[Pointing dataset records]
◆ ◆ ◆ ◆ ◆

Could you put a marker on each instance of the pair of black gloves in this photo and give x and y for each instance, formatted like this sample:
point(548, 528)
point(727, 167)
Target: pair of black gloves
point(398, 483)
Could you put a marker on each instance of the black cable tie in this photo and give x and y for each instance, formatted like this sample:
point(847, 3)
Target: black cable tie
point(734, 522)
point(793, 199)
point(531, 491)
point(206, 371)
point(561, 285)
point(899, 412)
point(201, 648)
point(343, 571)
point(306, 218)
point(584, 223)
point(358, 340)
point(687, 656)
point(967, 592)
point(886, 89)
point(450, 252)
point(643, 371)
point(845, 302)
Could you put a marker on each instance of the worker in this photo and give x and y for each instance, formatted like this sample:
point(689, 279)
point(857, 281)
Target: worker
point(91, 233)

◆ ◆ ◆ ◆ ◆

Reproduce all of the records above word for word, with every line unchanged.

:: Reply to the task ::
Could you put a marker on each instance of the pair of black gloves in this photo and give x and y for each instance, formatted like this sample:
point(548, 528)
point(727, 167)
Target: pair of black gloves
point(398, 483)
Could you put a marker on each instance of the black cable tie in this photo and give x and y for each instance, formatted like this sample:
point(847, 3)
Target: black cable tie
point(734, 522)
point(793, 199)
point(531, 491)
point(206, 371)
point(561, 285)
point(899, 412)
point(201, 648)
point(343, 571)
point(306, 218)
point(584, 223)
point(358, 340)
point(687, 656)
point(967, 592)
point(886, 89)
point(450, 252)
point(643, 371)
point(845, 302)
Could you put a marker on each instance of the worker in this photo and give x and y for each instance, formatted like this sample:
point(689, 279)
point(857, 281)
Target: worker
point(91, 233)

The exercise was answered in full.